#### [THE REQUEST]
Update the stretch from the line containing "the black watch" through the line containing "pixel 325 210" by changing "watch strap" to "watch band", and return only those lines with everything else unchanged.

Records from a dataset
#####

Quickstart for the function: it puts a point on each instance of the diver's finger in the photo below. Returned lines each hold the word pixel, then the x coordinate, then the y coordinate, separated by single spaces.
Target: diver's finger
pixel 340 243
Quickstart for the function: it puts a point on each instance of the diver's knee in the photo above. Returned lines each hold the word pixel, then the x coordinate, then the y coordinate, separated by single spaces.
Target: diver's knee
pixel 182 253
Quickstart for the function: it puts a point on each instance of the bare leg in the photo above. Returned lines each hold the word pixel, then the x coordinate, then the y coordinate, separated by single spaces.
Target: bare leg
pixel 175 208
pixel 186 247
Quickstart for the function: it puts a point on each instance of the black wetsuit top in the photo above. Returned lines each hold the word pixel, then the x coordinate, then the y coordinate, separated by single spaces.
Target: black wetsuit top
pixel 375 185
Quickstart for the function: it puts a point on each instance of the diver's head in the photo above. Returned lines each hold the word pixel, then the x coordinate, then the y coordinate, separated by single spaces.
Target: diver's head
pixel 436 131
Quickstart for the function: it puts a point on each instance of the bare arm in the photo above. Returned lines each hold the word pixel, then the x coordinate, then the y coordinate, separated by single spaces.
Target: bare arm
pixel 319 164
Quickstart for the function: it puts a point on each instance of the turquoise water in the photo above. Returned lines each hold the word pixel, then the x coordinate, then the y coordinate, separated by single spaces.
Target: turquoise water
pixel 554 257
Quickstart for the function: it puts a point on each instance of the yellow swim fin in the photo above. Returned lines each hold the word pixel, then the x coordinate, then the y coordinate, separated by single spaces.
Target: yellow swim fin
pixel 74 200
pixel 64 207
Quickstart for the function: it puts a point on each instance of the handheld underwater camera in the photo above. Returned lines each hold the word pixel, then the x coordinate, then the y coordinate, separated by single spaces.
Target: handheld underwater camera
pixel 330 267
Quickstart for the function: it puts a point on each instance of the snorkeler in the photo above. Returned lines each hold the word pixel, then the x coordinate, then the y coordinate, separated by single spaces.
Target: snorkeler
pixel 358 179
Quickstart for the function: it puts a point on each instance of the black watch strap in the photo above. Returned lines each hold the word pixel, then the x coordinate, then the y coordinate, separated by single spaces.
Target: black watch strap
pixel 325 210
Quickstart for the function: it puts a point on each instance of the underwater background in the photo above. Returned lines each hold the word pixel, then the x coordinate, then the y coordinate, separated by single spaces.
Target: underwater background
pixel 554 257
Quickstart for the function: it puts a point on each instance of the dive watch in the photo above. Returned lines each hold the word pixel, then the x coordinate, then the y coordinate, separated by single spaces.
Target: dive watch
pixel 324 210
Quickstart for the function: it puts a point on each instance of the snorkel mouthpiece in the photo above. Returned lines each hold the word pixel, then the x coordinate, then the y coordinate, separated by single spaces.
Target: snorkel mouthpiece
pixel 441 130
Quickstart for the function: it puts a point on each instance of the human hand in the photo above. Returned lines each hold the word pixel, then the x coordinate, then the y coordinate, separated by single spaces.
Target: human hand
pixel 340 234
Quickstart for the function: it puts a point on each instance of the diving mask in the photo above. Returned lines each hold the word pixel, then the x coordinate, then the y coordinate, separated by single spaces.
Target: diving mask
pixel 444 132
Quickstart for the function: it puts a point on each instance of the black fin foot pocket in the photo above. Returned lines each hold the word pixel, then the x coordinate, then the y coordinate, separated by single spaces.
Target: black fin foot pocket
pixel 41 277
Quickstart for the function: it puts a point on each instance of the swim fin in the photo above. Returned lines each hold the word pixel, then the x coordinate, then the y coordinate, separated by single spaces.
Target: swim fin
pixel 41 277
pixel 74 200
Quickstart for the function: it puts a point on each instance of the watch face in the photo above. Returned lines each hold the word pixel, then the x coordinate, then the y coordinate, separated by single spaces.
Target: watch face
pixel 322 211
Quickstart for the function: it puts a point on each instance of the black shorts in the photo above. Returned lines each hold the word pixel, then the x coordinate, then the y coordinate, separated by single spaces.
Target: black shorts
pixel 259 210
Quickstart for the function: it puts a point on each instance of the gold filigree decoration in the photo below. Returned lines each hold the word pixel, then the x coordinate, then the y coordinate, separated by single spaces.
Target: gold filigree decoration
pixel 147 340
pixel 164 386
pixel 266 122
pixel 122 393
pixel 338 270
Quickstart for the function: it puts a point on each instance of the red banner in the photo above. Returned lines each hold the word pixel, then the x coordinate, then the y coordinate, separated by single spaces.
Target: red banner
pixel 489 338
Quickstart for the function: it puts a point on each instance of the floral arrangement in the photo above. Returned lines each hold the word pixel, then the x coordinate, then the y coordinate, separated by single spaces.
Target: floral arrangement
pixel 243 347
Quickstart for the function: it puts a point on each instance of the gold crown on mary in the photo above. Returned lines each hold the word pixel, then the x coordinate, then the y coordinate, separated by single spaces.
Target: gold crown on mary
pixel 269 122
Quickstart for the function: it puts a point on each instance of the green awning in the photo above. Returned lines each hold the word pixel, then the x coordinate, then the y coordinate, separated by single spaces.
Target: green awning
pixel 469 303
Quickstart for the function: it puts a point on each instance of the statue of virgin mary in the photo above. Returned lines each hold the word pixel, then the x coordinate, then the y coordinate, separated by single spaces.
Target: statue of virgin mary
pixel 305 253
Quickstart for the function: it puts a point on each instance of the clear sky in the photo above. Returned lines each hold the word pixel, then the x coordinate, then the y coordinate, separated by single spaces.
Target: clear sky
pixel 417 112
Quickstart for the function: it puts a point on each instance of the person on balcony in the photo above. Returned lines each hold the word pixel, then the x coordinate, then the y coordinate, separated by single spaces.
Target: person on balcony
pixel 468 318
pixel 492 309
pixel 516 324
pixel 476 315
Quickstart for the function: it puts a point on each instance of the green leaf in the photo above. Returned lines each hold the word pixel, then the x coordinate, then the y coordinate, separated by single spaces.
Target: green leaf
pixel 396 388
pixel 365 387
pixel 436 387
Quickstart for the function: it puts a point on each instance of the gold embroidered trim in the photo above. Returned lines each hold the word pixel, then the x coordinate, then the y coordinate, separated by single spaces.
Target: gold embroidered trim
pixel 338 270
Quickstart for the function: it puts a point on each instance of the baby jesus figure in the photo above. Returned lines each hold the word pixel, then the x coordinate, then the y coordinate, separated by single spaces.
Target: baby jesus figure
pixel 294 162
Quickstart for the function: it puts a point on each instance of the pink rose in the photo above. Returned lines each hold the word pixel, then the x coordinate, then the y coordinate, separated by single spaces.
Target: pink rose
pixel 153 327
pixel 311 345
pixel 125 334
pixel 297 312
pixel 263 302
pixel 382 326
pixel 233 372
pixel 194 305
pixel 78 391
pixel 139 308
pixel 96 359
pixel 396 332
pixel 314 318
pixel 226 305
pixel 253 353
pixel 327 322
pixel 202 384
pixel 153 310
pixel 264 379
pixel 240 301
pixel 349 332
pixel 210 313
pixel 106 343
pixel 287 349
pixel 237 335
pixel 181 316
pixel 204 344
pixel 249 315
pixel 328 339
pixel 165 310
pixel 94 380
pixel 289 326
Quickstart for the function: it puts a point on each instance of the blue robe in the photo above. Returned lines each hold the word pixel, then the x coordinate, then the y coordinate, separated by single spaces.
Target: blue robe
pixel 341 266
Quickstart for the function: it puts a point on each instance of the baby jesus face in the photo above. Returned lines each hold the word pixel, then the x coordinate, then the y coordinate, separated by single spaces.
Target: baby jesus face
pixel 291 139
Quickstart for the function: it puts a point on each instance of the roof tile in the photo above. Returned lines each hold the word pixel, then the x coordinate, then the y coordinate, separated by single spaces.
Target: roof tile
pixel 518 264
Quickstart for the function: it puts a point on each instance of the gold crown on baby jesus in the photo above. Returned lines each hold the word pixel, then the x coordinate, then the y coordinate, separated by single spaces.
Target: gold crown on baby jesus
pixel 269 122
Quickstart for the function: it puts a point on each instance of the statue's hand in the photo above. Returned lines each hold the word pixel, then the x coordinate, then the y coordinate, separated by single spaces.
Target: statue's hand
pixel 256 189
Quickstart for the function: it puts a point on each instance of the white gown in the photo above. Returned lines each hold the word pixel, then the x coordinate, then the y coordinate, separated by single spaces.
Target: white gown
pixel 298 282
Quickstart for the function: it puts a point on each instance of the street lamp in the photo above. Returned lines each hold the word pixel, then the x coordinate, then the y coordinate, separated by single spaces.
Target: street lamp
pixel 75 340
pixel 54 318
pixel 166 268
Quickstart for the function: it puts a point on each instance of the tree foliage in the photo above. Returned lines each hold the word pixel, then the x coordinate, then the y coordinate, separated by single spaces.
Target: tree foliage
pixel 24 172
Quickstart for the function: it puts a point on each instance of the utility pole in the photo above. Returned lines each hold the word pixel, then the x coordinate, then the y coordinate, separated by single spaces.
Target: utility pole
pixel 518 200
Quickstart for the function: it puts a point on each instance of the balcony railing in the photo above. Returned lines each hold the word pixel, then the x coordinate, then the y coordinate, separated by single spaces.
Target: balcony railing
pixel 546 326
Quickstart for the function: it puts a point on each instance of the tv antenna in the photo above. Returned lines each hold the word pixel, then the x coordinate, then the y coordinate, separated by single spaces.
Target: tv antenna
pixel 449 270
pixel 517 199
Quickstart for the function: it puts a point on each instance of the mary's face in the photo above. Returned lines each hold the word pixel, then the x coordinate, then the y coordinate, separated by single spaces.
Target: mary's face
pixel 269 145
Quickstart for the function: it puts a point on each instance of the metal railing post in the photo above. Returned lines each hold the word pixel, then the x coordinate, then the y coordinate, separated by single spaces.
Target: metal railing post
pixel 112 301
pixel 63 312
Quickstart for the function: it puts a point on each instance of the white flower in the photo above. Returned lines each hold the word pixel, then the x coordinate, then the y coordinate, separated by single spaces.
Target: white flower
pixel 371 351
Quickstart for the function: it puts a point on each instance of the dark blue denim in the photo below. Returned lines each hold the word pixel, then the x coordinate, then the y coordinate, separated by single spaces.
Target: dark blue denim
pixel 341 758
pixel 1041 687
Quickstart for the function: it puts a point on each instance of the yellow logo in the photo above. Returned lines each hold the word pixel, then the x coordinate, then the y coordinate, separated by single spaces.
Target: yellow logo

#####

#### [EXPECTED ANSWER]
Quickstart for the function: it puts a point on each instance of the black watch band in the photo above. Returned lines each hold the word pixel, then the x coordinate, then the y coordinate, separated by single spaces.
Target: black watch band
pixel 325 210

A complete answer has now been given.